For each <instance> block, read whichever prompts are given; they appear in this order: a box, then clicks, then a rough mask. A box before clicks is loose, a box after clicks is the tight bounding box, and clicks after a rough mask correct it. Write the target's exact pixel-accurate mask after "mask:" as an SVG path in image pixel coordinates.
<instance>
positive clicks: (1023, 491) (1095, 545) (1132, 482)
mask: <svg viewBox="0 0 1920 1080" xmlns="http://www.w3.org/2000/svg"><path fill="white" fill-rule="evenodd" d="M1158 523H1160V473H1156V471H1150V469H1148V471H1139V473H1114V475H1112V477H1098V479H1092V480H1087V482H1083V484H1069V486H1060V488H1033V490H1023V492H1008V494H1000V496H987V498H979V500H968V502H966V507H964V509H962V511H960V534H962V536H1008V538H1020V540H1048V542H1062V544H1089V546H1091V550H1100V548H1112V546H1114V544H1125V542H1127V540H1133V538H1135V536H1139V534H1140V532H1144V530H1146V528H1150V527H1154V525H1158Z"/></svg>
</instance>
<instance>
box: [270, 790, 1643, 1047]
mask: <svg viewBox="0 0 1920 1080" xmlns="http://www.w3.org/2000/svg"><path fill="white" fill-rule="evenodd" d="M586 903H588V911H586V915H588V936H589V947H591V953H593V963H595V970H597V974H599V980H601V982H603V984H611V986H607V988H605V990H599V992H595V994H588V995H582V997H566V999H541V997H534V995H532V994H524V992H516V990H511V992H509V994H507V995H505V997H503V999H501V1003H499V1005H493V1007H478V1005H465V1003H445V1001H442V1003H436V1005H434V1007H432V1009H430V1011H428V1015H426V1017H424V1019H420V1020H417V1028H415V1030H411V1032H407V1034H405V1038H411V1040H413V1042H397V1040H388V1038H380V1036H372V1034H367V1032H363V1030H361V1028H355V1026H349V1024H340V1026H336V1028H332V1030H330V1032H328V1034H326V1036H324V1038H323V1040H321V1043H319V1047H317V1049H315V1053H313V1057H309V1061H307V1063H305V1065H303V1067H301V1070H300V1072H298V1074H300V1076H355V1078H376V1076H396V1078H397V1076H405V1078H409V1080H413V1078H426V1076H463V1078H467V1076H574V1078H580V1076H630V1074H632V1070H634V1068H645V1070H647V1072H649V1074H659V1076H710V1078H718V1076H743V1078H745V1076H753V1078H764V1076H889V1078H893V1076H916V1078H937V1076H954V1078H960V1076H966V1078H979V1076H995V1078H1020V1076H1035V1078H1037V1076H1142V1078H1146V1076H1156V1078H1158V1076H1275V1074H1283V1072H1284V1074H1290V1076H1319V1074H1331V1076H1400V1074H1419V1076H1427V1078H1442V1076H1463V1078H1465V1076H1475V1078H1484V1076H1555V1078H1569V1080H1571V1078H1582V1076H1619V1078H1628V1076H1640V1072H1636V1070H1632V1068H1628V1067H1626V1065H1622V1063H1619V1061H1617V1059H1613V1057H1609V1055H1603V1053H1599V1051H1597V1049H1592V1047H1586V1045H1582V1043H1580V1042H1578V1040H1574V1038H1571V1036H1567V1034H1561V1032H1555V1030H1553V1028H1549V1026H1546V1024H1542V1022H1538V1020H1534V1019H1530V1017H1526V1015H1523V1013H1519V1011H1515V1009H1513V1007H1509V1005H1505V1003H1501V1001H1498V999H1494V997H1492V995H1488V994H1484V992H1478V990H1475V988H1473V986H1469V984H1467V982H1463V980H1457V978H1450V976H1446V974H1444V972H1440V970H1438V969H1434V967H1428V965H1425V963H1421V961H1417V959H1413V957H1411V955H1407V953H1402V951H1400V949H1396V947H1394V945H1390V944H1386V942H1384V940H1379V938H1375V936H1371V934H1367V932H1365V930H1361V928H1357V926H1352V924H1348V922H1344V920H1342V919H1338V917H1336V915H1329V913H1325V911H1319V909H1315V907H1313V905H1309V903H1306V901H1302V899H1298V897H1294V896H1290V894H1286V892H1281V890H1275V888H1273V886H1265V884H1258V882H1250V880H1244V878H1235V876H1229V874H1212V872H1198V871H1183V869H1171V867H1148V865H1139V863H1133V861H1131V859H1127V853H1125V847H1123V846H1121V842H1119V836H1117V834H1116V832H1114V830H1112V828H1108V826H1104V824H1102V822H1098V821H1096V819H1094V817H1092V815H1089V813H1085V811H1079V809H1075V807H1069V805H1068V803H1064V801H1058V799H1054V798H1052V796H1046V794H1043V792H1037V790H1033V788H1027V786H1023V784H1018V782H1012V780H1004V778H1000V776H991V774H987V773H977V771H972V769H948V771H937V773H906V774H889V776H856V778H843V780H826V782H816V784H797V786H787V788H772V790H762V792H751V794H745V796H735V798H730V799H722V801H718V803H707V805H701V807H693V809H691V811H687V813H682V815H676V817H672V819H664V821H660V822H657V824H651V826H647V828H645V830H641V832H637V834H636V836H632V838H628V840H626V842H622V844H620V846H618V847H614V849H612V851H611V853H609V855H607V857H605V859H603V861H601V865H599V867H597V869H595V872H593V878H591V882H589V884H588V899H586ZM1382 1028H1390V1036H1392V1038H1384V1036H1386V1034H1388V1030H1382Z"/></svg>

ACTIVITY:
Within the data above, find the lines that contain the word "clicks" and copy each of them.

RESPONSE:
For each <instance> block, read whichever prompts are given; they appear in this order: a box, then clicks, then a rough mask. A box before clicks is loose, a box after clicks is the tight bounding box, and clicks after a rough mask correct it. Write the target's exact pixel-accurate mask after "mask:" as an SVG path in image pixel coordinates.
positive clicks: (1023, 491) (1095, 545) (1132, 482)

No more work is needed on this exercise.